◆ THE PROBLEM
Give back exactly the lines of the material below that start at the line containing "Pointing guideline: for each instance of the paved" and end at the line containing "Pointing guideline: for each instance of the tall", and no others.

◆ DATA FOR ANALYSIS
================================

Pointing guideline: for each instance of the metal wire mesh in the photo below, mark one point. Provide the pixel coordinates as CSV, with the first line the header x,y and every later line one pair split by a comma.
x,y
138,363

================================

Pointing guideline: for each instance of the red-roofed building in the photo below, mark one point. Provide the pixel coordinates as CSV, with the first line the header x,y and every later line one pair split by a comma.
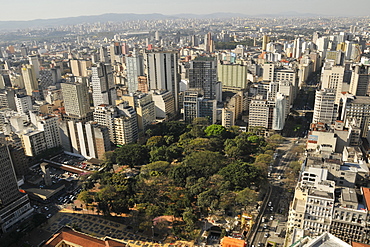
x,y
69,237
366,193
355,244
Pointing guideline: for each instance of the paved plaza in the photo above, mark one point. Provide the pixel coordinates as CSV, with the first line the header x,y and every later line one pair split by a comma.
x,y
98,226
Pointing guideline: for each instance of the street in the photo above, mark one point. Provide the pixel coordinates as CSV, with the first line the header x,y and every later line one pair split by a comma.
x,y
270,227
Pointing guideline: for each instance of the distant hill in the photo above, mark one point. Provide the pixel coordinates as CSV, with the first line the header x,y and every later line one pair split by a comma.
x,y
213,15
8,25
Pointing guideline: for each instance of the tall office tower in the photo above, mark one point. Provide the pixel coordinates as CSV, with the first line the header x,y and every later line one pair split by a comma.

================================

◆ TASK RESULT
Pointing guideline: for each instance of the paved plaza in the photo above, mark one point. Provide the pixel coordinates as CSV, with the first line the header x,y and every later line one pair split by a comma.
x,y
98,226
Pointing guideline: for each instance of the street in the photo above, mark one point. Provide the pixel coordinates as CSV, with the first line the header x,y and every later line one pair split by a comma.
x,y
270,227
Pointing guideline: for each instance of the distant hill in the photo above, mark one point. Provide the pixel coordinates as CSV, with the first line the header x,y and every later line one pair split by a comma.
x,y
213,15
8,25
Pointing guideline: for each instance of the tall office tower in the photo above, mark one point. Provide the pixel coordinates as CSV, with the first line the header x,y and every later line one pair split by a comma.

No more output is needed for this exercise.